§ Your objective
What lines below include the string "young"? Pick them out and copy them.

══ Material for the task ══

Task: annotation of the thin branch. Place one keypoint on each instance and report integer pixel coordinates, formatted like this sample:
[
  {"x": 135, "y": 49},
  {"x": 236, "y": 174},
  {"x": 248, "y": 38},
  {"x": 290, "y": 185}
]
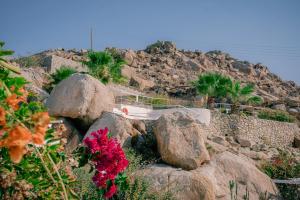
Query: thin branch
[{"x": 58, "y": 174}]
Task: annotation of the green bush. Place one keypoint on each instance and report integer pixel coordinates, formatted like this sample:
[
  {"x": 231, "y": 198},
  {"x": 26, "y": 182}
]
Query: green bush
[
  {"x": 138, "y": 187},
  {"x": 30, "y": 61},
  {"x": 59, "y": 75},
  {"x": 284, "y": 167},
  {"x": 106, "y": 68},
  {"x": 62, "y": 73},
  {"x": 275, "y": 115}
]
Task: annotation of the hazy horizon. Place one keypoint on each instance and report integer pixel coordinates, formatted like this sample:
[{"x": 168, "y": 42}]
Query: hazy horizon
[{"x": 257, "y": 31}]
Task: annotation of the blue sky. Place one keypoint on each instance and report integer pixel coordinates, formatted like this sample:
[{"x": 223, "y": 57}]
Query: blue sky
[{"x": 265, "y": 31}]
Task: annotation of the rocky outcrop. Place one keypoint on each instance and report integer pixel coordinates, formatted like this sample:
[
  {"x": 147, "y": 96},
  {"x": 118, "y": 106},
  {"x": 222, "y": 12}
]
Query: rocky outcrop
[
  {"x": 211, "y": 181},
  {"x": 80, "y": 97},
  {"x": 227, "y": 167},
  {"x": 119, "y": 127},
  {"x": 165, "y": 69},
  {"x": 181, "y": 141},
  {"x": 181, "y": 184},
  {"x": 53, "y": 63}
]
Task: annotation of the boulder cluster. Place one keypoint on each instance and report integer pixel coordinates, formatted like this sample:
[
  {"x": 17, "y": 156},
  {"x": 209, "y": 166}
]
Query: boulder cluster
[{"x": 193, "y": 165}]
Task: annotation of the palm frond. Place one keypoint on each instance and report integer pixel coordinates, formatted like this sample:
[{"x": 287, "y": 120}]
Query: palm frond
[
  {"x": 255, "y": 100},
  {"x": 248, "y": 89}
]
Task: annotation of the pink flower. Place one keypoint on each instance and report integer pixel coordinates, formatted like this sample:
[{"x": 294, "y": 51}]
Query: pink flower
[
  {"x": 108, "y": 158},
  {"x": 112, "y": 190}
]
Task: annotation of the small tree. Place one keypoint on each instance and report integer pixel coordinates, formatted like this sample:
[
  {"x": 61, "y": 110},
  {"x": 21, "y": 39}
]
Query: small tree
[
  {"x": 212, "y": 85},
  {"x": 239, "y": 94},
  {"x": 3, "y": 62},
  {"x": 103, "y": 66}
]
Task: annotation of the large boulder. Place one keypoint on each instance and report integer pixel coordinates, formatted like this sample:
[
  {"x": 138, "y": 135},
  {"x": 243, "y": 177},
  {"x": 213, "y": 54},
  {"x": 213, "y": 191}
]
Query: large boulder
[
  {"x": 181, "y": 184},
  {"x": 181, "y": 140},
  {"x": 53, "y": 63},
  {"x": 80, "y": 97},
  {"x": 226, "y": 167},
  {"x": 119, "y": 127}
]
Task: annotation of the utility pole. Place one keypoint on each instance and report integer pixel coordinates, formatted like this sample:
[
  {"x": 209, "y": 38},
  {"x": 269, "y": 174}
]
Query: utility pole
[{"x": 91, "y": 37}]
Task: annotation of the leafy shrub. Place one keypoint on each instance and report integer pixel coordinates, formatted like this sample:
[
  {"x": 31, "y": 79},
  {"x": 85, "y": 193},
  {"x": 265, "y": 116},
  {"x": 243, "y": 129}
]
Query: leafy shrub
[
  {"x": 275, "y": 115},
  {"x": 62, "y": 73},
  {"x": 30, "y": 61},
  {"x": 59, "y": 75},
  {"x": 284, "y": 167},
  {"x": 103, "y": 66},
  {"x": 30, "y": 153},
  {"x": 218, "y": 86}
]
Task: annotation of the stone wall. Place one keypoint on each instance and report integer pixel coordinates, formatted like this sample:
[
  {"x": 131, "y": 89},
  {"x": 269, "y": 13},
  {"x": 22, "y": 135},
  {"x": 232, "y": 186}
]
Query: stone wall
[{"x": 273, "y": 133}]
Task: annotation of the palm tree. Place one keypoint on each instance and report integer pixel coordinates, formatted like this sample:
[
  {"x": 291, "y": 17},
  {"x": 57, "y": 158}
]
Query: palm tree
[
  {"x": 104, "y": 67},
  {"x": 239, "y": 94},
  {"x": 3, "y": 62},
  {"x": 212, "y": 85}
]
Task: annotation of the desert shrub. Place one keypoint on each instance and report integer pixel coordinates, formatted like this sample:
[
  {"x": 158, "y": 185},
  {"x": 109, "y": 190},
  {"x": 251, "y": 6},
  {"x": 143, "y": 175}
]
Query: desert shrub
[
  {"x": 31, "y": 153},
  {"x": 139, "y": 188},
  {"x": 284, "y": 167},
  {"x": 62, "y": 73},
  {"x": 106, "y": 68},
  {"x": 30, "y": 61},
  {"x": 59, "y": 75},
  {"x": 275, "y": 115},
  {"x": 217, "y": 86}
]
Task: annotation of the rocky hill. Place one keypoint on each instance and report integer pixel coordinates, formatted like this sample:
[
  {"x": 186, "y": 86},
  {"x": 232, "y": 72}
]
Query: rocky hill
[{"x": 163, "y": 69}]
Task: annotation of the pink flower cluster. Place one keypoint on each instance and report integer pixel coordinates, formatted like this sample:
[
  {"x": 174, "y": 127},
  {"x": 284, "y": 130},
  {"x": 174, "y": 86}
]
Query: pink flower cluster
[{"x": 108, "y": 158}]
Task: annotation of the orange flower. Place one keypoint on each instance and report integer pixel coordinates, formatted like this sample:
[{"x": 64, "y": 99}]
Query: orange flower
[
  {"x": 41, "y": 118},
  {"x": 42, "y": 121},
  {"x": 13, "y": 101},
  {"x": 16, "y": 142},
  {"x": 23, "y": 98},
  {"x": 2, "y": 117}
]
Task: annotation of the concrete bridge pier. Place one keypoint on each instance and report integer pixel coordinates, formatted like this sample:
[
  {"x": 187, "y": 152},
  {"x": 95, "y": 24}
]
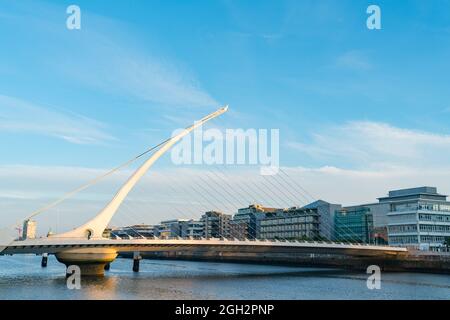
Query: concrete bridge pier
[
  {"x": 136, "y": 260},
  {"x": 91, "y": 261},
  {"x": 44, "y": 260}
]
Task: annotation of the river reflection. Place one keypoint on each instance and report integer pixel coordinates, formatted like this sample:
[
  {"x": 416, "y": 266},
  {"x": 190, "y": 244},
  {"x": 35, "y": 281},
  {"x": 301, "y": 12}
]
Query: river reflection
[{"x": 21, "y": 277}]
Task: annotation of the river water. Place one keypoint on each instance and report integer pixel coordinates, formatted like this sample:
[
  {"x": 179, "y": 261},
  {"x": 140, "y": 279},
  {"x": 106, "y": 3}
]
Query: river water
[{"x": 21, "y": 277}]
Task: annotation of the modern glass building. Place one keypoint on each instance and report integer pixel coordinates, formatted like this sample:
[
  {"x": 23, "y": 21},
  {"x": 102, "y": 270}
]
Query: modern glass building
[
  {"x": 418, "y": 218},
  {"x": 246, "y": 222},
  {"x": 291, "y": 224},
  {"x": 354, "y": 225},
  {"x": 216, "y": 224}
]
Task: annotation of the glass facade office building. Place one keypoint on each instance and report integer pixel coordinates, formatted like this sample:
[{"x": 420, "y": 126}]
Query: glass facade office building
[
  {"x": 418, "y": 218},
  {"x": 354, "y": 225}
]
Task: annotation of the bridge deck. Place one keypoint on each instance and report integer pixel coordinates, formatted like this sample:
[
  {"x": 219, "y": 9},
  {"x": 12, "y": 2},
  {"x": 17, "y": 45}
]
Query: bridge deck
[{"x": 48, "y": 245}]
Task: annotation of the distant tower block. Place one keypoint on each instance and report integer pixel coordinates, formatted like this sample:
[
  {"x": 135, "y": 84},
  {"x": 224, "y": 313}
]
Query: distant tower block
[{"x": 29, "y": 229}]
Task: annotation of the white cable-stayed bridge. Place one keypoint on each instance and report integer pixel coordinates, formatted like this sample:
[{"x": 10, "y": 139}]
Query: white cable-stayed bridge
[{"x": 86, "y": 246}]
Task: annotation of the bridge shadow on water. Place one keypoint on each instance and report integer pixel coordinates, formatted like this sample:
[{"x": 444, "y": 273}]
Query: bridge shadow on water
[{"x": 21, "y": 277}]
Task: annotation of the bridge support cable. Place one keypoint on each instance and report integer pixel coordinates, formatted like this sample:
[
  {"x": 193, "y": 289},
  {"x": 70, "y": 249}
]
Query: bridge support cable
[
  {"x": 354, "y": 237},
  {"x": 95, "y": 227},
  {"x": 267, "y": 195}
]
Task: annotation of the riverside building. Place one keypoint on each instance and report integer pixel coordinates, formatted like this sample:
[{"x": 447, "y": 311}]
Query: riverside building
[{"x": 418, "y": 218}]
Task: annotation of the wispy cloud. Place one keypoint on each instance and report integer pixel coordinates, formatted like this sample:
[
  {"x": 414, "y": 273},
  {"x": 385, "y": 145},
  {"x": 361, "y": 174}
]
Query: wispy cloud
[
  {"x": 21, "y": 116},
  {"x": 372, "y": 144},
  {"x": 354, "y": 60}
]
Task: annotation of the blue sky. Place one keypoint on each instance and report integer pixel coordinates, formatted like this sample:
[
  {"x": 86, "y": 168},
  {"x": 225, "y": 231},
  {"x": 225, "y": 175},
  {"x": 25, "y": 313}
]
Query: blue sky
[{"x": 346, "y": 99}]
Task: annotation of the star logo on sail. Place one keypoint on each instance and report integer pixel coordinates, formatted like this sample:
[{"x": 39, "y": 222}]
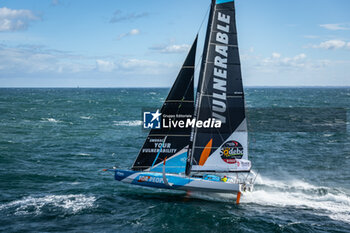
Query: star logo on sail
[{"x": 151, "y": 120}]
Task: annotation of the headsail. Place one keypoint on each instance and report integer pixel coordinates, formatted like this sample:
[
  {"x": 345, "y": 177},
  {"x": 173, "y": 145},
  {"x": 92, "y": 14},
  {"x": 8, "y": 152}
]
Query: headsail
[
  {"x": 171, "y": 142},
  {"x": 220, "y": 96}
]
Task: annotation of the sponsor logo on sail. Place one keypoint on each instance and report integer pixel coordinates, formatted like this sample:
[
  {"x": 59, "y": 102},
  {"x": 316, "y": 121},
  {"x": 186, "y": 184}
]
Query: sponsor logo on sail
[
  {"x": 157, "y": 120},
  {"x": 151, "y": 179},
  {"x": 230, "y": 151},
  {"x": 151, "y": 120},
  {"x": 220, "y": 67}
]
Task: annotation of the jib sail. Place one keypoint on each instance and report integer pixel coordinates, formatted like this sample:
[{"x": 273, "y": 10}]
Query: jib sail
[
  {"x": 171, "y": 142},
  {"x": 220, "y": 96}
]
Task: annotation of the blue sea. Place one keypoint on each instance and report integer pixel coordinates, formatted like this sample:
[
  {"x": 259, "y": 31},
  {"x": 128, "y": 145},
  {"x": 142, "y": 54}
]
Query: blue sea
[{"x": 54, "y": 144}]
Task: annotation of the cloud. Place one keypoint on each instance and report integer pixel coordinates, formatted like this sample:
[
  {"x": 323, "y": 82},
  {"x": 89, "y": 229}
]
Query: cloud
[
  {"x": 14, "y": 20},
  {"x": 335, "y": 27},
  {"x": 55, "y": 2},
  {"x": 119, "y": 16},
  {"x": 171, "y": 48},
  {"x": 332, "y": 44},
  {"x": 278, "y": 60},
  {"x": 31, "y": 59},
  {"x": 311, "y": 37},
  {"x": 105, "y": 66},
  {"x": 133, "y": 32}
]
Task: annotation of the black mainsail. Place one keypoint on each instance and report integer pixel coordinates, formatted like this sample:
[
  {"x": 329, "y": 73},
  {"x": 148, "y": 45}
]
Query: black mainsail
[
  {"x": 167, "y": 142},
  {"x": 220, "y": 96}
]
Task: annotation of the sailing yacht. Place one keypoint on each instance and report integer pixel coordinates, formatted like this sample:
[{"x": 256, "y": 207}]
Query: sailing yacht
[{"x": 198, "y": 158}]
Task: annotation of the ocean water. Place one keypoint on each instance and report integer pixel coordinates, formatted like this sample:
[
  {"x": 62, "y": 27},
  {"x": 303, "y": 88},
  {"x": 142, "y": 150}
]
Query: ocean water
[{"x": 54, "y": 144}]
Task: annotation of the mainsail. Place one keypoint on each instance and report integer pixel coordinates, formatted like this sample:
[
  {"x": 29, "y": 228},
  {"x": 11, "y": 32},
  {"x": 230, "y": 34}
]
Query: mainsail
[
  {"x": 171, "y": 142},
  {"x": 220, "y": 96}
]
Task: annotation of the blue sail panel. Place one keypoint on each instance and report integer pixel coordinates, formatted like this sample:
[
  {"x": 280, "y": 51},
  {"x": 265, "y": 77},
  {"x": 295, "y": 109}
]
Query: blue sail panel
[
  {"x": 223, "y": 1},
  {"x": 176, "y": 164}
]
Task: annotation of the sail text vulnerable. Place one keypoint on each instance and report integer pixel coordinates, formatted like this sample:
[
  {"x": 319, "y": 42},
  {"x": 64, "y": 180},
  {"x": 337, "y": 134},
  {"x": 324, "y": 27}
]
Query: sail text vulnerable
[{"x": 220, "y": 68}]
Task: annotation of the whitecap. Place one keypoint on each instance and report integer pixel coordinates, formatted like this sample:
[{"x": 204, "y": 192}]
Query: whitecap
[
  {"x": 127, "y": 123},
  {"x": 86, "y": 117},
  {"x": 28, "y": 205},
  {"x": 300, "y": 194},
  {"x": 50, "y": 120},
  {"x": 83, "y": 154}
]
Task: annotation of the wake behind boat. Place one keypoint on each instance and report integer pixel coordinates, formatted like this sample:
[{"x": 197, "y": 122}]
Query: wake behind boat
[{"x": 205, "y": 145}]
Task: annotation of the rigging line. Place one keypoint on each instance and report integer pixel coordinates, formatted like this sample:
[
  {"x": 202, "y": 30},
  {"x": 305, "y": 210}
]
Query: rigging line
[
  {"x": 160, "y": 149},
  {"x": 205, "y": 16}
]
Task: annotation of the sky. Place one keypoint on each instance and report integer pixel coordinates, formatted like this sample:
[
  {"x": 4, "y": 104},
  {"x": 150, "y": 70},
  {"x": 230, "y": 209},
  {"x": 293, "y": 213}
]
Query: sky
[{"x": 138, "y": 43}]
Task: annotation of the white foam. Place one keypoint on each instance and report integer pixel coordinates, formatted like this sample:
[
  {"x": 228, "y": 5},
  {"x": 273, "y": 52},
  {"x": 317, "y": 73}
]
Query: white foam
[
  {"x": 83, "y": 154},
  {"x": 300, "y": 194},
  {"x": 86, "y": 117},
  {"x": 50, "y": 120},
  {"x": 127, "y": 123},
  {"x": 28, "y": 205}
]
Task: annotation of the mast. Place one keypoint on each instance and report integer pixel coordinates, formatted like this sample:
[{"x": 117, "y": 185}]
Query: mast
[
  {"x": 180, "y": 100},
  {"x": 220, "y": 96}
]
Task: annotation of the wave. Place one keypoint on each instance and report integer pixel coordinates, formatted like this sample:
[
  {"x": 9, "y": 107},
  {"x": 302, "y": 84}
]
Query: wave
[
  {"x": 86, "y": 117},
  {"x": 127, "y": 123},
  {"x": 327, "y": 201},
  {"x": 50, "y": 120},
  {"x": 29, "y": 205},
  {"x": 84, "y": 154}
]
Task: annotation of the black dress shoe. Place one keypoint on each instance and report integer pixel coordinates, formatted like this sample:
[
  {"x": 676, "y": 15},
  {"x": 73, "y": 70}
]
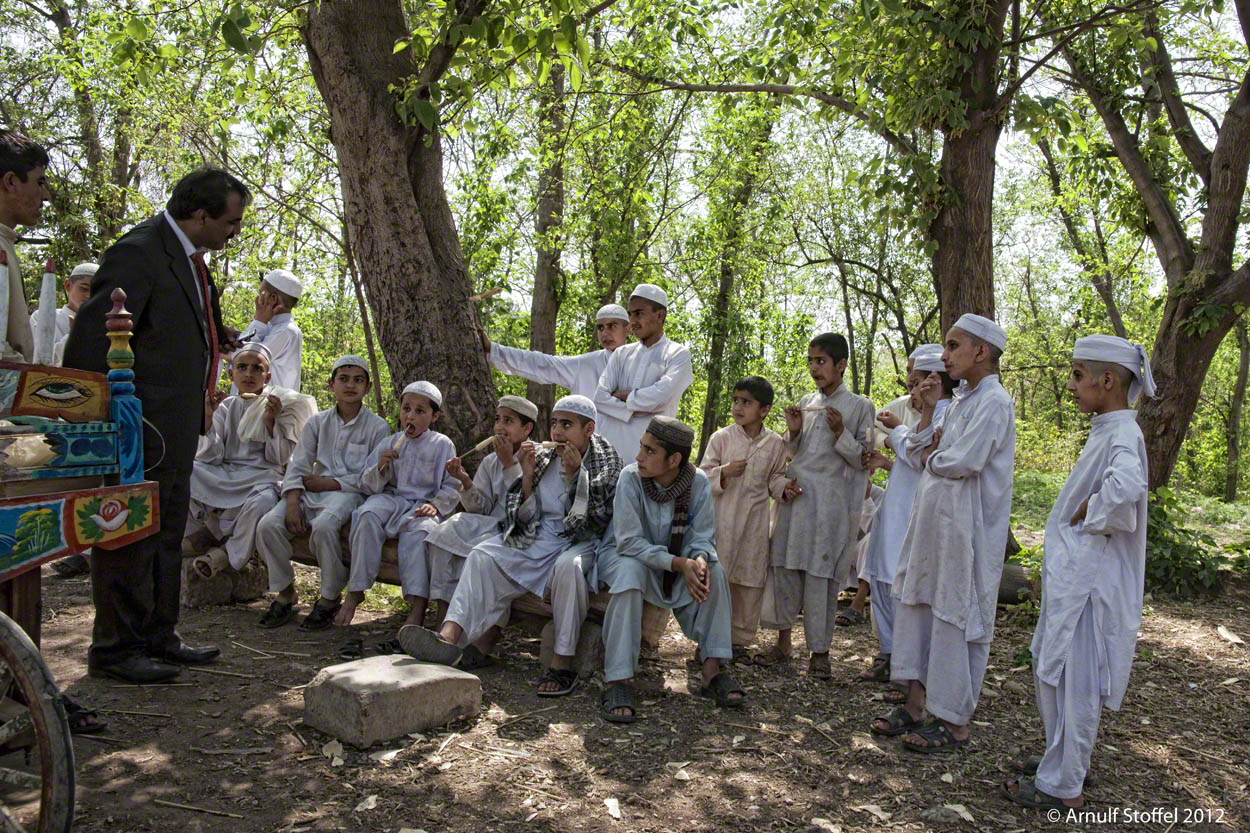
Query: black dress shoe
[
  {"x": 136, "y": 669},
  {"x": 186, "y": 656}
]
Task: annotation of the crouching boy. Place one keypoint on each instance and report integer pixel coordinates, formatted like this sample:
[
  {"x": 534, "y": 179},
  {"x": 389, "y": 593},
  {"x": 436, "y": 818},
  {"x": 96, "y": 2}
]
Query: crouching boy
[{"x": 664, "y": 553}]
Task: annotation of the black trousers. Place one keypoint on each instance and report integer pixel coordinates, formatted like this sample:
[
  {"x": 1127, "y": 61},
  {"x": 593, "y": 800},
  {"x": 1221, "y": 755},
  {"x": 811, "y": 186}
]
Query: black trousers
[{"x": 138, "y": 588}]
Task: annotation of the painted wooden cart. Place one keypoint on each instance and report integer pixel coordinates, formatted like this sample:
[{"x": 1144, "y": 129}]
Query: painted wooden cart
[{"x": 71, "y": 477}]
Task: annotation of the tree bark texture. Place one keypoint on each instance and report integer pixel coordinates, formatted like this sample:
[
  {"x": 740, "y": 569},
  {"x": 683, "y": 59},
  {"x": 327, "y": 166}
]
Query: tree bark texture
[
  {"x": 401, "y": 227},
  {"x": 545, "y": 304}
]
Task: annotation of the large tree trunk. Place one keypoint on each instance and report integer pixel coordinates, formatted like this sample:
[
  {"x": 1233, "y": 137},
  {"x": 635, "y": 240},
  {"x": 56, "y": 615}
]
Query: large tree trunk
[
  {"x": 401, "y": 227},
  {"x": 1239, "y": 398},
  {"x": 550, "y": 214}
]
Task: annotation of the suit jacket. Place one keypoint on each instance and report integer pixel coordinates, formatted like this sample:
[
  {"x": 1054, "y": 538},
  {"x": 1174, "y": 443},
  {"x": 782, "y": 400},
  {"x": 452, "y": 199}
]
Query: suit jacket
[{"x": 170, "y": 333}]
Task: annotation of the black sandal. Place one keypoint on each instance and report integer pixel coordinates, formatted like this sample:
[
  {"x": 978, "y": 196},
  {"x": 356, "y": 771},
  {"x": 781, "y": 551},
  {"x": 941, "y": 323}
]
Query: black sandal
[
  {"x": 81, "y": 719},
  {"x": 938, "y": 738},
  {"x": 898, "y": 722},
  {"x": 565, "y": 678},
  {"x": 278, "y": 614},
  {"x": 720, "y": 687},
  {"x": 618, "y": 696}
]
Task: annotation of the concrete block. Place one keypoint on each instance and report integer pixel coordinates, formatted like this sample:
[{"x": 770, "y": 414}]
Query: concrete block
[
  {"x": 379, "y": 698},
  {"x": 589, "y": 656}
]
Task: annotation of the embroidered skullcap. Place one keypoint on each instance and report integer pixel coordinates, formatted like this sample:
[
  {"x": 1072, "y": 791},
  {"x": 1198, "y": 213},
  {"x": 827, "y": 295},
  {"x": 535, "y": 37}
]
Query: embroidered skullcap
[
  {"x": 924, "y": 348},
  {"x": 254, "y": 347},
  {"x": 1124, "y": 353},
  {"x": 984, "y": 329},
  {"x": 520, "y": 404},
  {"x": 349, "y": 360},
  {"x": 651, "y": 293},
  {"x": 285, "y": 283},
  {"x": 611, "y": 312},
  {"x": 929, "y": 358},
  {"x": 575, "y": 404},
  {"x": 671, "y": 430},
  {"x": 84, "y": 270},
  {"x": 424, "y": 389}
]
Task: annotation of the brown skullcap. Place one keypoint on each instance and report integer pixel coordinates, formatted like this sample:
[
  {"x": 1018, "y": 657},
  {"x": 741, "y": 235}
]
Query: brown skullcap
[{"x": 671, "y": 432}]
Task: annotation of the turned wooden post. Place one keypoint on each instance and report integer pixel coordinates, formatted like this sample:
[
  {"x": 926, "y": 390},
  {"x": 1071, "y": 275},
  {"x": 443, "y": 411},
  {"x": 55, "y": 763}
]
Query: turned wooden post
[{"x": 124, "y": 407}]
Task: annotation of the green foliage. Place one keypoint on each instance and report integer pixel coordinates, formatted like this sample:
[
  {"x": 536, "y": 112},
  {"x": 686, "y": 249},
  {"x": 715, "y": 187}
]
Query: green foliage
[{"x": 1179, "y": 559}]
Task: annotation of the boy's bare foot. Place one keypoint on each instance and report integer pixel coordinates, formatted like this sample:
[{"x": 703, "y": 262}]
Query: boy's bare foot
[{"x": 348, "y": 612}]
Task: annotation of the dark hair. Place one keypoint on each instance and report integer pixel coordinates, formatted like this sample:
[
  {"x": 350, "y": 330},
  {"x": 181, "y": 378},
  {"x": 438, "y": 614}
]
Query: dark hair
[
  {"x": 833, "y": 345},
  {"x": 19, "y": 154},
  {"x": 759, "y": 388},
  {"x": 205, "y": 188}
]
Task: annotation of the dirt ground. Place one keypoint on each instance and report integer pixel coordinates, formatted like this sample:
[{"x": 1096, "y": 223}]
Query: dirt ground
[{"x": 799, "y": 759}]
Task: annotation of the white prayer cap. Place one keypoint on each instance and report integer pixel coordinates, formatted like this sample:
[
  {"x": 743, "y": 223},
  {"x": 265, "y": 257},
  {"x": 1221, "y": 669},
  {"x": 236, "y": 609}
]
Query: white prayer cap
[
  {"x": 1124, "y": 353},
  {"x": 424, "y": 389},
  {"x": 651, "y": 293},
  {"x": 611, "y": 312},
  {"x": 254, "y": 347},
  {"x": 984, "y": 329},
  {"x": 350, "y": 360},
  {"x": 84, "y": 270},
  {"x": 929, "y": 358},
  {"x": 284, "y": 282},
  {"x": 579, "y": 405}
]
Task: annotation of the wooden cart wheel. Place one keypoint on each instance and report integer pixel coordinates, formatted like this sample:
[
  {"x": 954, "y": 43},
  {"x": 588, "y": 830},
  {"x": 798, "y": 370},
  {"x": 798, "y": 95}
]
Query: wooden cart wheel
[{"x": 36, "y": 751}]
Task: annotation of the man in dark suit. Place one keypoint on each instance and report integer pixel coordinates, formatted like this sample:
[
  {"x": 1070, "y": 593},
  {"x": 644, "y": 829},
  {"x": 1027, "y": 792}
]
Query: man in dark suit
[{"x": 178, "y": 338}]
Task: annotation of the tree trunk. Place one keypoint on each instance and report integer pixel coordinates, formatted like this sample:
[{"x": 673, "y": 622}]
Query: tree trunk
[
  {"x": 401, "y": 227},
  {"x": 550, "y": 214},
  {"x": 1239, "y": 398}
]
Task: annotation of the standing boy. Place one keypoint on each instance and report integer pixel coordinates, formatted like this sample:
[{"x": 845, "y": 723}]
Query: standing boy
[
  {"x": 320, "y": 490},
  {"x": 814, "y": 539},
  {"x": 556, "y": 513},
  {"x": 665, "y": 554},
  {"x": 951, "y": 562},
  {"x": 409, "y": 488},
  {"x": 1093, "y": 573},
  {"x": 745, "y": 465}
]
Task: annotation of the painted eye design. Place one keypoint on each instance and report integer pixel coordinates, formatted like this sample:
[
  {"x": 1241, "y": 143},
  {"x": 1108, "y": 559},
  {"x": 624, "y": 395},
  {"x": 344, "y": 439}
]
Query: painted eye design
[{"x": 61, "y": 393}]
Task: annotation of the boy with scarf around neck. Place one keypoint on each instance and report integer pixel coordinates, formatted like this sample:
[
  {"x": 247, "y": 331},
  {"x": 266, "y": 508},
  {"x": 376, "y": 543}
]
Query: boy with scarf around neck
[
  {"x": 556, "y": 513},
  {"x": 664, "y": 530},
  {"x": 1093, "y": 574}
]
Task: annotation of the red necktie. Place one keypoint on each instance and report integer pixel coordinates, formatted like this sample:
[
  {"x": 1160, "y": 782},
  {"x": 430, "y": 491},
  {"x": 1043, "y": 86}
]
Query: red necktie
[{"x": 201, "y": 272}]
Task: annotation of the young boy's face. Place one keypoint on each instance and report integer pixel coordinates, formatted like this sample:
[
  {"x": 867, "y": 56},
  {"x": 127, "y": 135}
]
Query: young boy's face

═══

§ Task answer
Task: annotation of the young boy's face. Place one keypoint on each instance and report integer pixel coordinates, formatted like this sample:
Query: young boy's face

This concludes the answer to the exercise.